Task instructions>
Which lines run from the one containing "of the flower" to the end of the material below? Retype exactly those, both ends included, and nothing else.

Data to examine>

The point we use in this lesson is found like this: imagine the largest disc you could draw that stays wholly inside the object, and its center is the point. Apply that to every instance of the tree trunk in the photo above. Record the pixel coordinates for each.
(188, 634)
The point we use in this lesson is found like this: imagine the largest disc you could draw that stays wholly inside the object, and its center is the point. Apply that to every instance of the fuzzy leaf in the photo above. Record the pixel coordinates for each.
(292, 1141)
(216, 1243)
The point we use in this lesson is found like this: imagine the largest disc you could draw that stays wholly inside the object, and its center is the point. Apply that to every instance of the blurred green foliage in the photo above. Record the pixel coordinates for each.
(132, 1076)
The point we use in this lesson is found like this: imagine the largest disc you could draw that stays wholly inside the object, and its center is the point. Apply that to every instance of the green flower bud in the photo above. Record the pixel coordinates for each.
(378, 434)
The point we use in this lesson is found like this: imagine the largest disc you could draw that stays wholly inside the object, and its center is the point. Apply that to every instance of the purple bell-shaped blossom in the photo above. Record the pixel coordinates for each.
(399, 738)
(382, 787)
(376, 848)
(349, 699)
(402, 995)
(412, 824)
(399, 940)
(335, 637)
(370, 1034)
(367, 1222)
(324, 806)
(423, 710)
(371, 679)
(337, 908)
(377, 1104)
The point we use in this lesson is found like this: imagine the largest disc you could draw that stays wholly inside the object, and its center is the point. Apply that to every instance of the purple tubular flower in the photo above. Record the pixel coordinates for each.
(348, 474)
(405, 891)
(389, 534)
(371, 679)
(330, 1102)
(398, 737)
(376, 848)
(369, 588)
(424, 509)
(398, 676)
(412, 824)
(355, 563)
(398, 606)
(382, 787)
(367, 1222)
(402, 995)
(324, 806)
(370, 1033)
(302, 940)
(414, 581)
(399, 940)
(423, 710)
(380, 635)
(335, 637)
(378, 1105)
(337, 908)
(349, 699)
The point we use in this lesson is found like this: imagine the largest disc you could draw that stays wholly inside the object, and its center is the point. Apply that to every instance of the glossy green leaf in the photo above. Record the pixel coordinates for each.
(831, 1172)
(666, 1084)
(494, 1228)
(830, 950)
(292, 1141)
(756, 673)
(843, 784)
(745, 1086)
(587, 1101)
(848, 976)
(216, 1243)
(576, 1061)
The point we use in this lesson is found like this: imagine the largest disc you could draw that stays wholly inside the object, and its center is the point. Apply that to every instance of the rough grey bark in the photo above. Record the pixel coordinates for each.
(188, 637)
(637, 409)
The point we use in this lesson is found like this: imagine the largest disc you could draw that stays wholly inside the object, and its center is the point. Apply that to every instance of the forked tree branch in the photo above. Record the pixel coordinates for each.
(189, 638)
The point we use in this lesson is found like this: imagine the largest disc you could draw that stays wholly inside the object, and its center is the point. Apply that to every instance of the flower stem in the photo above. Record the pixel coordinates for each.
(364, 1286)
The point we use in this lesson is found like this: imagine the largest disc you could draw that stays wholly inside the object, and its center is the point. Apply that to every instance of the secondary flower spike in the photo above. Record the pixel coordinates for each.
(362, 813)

Task response>
The point we use in this lesson is found like this: imagine the largest disc you could draw that stays wholly inside the object, and its center is the point. Apply that to every instance of the flower stem in the photo above. Record the pixel coordinates for each.
(364, 1286)
The point we use in this lesson is found like this: imagine the largest disc you could draw that stays wholly inside the object, and its center is the point. Apply that to every instance of the secondary flower spike in the photo above. Record the pixel coordinates for each.
(362, 813)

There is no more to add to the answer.